━━ Records for the task

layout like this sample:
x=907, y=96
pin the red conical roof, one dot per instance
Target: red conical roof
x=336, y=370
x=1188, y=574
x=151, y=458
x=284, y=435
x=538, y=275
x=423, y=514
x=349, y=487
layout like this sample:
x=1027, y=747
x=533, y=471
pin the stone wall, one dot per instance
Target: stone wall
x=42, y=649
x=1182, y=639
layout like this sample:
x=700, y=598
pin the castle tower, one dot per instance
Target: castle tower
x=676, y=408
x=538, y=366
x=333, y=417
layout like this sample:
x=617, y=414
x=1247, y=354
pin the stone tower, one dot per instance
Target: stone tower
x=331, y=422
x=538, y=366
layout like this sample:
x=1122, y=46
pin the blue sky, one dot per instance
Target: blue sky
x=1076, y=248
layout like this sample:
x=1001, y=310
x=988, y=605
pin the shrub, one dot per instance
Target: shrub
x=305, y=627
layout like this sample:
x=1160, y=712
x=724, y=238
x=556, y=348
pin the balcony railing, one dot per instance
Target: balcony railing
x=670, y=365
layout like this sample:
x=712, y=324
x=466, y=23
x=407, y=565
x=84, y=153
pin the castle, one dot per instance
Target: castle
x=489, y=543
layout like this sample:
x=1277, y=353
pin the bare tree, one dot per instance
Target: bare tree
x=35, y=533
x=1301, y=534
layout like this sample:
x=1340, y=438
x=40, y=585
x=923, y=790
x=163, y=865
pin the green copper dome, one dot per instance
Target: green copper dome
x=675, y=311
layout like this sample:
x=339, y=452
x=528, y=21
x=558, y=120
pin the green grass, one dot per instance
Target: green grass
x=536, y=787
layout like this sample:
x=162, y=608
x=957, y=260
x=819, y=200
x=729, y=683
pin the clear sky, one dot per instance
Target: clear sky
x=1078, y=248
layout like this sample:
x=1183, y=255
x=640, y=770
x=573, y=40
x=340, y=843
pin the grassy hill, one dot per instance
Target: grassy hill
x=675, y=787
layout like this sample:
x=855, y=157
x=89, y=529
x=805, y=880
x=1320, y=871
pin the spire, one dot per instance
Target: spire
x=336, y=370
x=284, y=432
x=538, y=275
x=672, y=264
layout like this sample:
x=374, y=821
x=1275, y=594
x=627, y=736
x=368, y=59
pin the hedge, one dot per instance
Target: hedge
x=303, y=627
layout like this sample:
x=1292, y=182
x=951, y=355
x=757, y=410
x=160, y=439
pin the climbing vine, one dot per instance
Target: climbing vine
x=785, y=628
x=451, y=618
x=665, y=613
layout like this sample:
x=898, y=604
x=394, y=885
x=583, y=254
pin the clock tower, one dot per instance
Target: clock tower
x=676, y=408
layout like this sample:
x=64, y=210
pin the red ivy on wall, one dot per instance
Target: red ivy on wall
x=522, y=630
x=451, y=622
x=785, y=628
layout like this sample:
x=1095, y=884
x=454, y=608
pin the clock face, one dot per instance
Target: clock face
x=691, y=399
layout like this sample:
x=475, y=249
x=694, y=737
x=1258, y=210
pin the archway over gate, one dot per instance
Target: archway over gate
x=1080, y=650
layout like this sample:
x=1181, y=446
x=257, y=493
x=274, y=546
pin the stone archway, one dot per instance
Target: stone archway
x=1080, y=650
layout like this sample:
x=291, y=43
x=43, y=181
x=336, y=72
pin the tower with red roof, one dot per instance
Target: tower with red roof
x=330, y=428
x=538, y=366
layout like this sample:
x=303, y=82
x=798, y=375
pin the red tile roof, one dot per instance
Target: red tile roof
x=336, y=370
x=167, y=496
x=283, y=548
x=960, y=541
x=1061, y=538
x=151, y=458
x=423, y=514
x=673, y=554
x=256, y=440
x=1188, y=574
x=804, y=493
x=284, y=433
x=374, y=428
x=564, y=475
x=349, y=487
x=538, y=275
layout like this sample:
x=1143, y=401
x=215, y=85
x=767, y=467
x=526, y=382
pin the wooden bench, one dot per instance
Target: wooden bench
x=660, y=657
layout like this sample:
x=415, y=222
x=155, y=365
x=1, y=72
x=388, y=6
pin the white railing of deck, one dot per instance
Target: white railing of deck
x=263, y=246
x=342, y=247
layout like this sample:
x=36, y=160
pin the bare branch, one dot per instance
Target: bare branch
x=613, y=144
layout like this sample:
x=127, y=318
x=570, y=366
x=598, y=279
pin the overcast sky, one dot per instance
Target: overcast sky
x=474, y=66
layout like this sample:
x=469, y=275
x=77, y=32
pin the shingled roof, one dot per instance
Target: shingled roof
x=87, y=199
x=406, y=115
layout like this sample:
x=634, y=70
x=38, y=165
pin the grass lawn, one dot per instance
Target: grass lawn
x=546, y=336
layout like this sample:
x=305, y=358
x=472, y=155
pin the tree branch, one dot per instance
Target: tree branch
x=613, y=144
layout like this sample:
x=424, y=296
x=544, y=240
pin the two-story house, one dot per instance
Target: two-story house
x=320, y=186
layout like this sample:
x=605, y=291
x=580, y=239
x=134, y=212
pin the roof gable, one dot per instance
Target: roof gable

━━━━

-- What you should do --
Starting with the first line of the records and going on through the line with "x=333, y=417", write out only those lines again, requests included, with each answer coordinate multiplied by 1.4 and rounded to a whole number, halves up. Leave the numbers in the requests and their format samples as they are.

-- Full answer --
layout like this sample:
x=907, y=96
pin the red conical roof, one dot per instance
Target: red conical roof
x=470, y=518
x=1663, y=804
x=211, y=641
x=398, y=609
x=753, y=385
x=592, y=720
x=489, y=682
layout like this sample:
x=1027, y=747
x=533, y=471
pin the stone wall, one dot per instance
Target: stone wall
x=59, y=909
x=1655, y=895
layout like this sample:
x=700, y=598
pin the castle tower, one dot per instance
Target: castle tower
x=946, y=571
x=753, y=512
x=466, y=584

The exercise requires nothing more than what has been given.